> _TASK DIRECTIONS_: Begin with the line that holds "Locate the green vegetation" and repeat each line after it exactly, ending with the last line of the listing.

-*-

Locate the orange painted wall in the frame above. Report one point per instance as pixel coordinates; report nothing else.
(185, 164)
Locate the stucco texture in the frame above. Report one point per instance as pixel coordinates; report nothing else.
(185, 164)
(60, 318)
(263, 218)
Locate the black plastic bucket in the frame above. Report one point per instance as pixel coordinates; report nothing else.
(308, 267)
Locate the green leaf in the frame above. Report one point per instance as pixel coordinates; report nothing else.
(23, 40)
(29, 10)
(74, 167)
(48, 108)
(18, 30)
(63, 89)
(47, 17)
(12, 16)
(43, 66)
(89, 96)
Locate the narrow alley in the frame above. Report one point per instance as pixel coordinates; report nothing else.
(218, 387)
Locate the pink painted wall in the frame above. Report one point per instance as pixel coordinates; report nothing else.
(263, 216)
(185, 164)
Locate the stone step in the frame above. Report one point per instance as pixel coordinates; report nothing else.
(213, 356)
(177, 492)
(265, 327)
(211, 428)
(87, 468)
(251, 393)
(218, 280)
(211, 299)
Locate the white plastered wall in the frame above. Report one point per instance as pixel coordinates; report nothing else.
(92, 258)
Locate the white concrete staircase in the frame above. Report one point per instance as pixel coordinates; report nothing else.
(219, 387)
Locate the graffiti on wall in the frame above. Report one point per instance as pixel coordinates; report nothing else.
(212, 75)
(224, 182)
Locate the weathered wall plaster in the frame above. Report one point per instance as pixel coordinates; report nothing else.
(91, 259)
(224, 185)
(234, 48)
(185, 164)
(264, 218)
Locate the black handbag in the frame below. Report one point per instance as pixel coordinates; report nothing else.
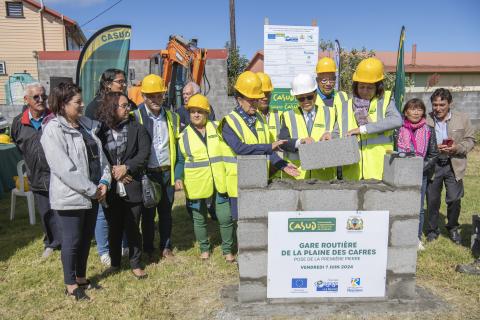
(151, 192)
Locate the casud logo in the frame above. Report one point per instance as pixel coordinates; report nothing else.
(328, 286)
(312, 225)
(355, 224)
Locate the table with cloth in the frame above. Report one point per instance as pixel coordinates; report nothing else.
(9, 157)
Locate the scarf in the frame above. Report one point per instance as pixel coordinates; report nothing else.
(360, 109)
(414, 137)
(249, 120)
(117, 148)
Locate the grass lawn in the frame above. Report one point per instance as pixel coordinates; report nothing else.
(186, 288)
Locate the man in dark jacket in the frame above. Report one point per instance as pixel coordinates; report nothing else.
(26, 132)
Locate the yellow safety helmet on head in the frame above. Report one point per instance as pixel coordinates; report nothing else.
(5, 138)
(326, 64)
(266, 82)
(369, 70)
(153, 84)
(249, 85)
(198, 101)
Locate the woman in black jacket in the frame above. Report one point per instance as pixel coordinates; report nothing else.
(416, 136)
(127, 147)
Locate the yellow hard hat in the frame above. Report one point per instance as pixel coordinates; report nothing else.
(5, 138)
(266, 82)
(326, 64)
(250, 85)
(369, 70)
(153, 84)
(198, 101)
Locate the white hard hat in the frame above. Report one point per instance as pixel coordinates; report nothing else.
(303, 83)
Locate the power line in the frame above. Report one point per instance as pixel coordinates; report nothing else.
(98, 15)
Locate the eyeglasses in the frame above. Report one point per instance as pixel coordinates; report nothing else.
(309, 98)
(38, 96)
(325, 81)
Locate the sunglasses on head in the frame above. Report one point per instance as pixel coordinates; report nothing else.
(309, 98)
(38, 96)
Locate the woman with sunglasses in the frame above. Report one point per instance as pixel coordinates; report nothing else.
(246, 133)
(126, 144)
(371, 116)
(79, 178)
(308, 123)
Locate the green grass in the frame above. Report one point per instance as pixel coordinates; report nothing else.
(186, 288)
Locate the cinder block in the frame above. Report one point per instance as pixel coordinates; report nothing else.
(325, 199)
(331, 153)
(404, 233)
(402, 172)
(252, 291)
(252, 235)
(252, 264)
(401, 287)
(402, 260)
(398, 202)
(252, 171)
(257, 203)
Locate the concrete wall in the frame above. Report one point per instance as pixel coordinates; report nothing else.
(463, 101)
(401, 197)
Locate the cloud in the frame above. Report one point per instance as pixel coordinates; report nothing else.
(82, 3)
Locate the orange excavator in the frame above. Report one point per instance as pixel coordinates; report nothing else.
(180, 63)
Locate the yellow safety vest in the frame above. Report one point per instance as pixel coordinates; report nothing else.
(204, 169)
(297, 127)
(173, 123)
(372, 146)
(246, 136)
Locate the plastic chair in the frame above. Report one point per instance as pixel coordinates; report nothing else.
(22, 193)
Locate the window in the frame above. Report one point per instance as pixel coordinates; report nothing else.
(3, 70)
(14, 9)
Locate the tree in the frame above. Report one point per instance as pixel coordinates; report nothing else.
(236, 64)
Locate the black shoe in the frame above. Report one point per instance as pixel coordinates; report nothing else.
(78, 293)
(432, 236)
(455, 236)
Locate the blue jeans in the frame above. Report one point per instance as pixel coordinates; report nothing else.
(423, 190)
(101, 234)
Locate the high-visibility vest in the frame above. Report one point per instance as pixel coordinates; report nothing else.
(295, 122)
(373, 147)
(246, 136)
(173, 124)
(204, 170)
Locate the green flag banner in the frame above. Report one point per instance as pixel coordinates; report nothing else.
(107, 48)
(282, 100)
(399, 92)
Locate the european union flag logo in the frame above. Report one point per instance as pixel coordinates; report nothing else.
(299, 283)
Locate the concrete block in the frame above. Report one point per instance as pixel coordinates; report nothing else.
(404, 233)
(326, 154)
(324, 199)
(402, 260)
(398, 202)
(252, 171)
(252, 291)
(252, 264)
(401, 287)
(402, 172)
(252, 235)
(257, 203)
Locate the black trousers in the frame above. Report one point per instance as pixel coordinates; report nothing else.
(454, 193)
(164, 209)
(50, 223)
(123, 217)
(78, 227)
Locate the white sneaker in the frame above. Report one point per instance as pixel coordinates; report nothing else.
(420, 246)
(105, 259)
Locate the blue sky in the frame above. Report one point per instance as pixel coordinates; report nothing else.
(441, 25)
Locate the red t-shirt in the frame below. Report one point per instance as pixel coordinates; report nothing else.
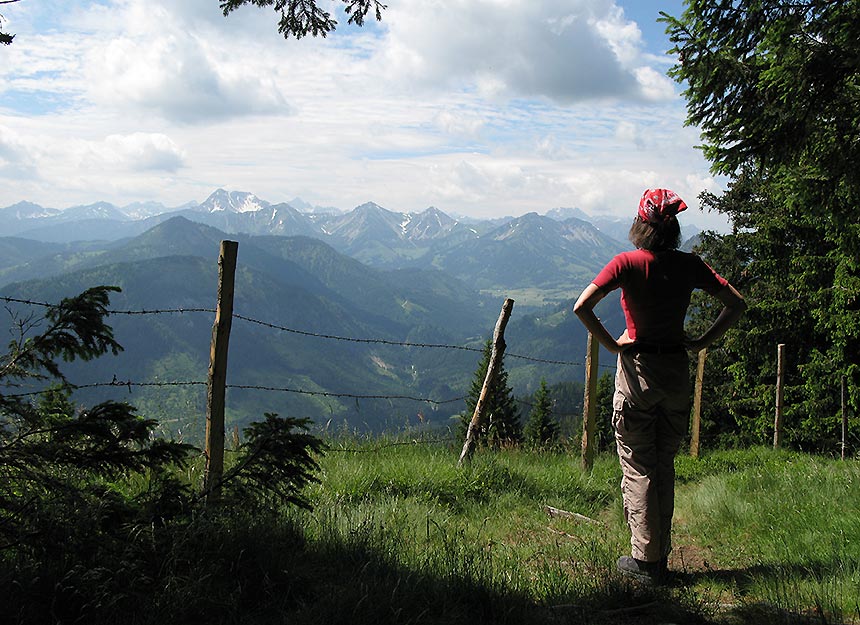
(656, 289)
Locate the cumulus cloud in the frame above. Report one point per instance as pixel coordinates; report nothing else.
(142, 152)
(566, 50)
(16, 158)
(158, 64)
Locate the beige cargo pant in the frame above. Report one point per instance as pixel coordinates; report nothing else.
(651, 414)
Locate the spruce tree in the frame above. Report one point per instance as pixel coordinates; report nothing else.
(541, 429)
(501, 418)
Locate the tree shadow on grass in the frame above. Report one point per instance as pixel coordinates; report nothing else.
(745, 581)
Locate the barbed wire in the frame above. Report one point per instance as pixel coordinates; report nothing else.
(129, 384)
(275, 326)
(377, 448)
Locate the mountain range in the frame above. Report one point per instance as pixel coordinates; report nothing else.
(302, 278)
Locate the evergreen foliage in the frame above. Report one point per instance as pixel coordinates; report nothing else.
(57, 463)
(300, 18)
(605, 410)
(541, 429)
(79, 485)
(773, 86)
(276, 461)
(501, 424)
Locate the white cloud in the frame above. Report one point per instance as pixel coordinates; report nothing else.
(566, 50)
(180, 77)
(141, 152)
(481, 107)
(16, 158)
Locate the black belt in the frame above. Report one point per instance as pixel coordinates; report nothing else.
(651, 348)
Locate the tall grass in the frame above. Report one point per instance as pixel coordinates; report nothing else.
(399, 534)
(784, 530)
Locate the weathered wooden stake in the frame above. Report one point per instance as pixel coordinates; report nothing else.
(495, 358)
(589, 403)
(780, 375)
(844, 415)
(218, 372)
(697, 405)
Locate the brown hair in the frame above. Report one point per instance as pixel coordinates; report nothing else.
(655, 237)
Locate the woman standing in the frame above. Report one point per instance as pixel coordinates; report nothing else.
(651, 405)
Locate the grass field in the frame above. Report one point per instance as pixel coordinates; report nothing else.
(760, 536)
(399, 534)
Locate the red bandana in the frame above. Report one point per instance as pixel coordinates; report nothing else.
(658, 204)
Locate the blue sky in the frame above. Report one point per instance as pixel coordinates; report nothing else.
(483, 108)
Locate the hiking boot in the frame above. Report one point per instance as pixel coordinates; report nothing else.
(651, 572)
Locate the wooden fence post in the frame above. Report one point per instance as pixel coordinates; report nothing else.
(495, 358)
(589, 403)
(844, 415)
(218, 372)
(780, 375)
(697, 404)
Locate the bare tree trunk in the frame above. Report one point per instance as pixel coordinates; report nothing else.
(495, 358)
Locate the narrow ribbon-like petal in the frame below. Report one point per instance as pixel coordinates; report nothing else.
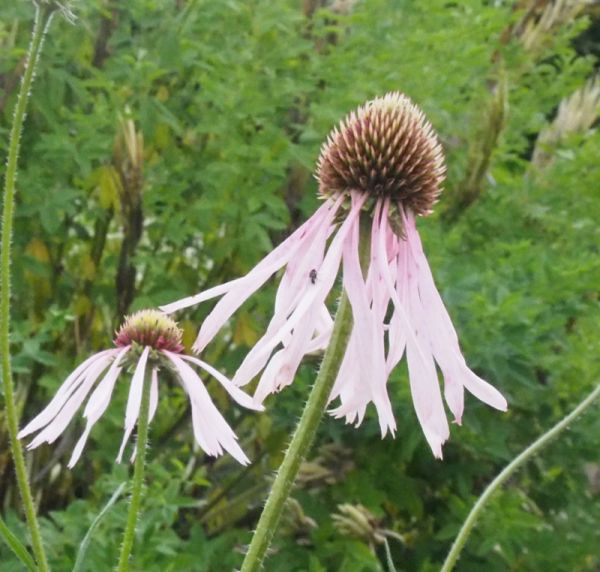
(236, 393)
(55, 428)
(97, 404)
(236, 296)
(211, 430)
(444, 340)
(62, 395)
(260, 353)
(134, 400)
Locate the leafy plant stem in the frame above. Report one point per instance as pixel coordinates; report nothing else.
(43, 17)
(138, 475)
(306, 429)
(515, 464)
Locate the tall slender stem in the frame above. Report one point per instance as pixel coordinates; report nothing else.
(138, 475)
(517, 462)
(43, 17)
(306, 428)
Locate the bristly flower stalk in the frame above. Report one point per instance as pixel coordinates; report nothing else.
(379, 170)
(44, 13)
(384, 164)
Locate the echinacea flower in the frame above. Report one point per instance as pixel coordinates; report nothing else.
(382, 164)
(148, 340)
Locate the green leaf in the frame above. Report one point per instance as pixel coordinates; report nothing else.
(17, 547)
(88, 536)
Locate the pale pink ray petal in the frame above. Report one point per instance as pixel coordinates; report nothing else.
(153, 395)
(134, 400)
(55, 428)
(323, 330)
(370, 335)
(63, 394)
(234, 391)
(290, 293)
(425, 389)
(444, 339)
(348, 386)
(297, 276)
(283, 366)
(254, 280)
(266, 384)
(153, 406)
(424, 384)
(263, 270)
(97, 404)
(259, 355)
(397, 326)
(211, 430)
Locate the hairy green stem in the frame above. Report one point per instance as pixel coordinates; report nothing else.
(516, 463)
(302, 439)
(138, 475)
(43, 17)
(306, 428)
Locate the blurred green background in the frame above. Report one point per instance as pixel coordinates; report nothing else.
(170, 144)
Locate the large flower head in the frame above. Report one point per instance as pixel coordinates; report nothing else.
(148, 341)
(383, 165)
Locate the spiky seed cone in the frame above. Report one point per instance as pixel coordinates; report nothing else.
(150, 328)
(385, 148)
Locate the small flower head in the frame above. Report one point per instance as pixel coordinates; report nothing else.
(149, 342)
(150, 328)
(386, 148)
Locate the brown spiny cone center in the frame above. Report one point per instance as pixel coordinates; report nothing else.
(150, 328)
(384, 148)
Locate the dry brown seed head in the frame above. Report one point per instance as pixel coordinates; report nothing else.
(386, 148)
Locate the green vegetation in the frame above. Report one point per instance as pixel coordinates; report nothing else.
(169, 145)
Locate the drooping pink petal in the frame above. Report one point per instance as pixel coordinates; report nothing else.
(260, 353)
(260, 273)
(236, 296)
(153, 395)
(368, 328)
(282, 367)
(424, 383)
(234, 391)
(302, 270)
(97, 404)
(64, 392)
(211, 430)
(55, 428)
(349, 388)
(134, 400)
(444, 340)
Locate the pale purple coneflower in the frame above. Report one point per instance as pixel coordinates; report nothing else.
(147, 340)
(383, 164)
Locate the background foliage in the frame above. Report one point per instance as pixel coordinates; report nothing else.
(169, 144)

-*-

> _WRITTEN REPLY_:
Locate the green vegetation in the frame above. Report one point per instance as pixel coordinates; report nothing else.
(169, 145)
Locate the drooping pink petal in the frame above. Report one point per instance as pixel coordinates; report nothing else.
(260, 353)
(260, 273)
(236, 296)
(153, 395)
(368, 328)
(282, 367)
(424, 383)
(234, 391)
(302, 270)
(97, 404)
(64, 392)
(211, 430)
(55, 428)
(349, 388)
(134, 400)
(444, 340)
Locate the pale purple coneflower in the frame above. Report one point per instance as pixel coordinates; report nothing else.
(147, 340)
(383, 164)
Locate the background foliage in the frame above. Report one point per instance as pixel coordinates; report nothing else.
(169, 144)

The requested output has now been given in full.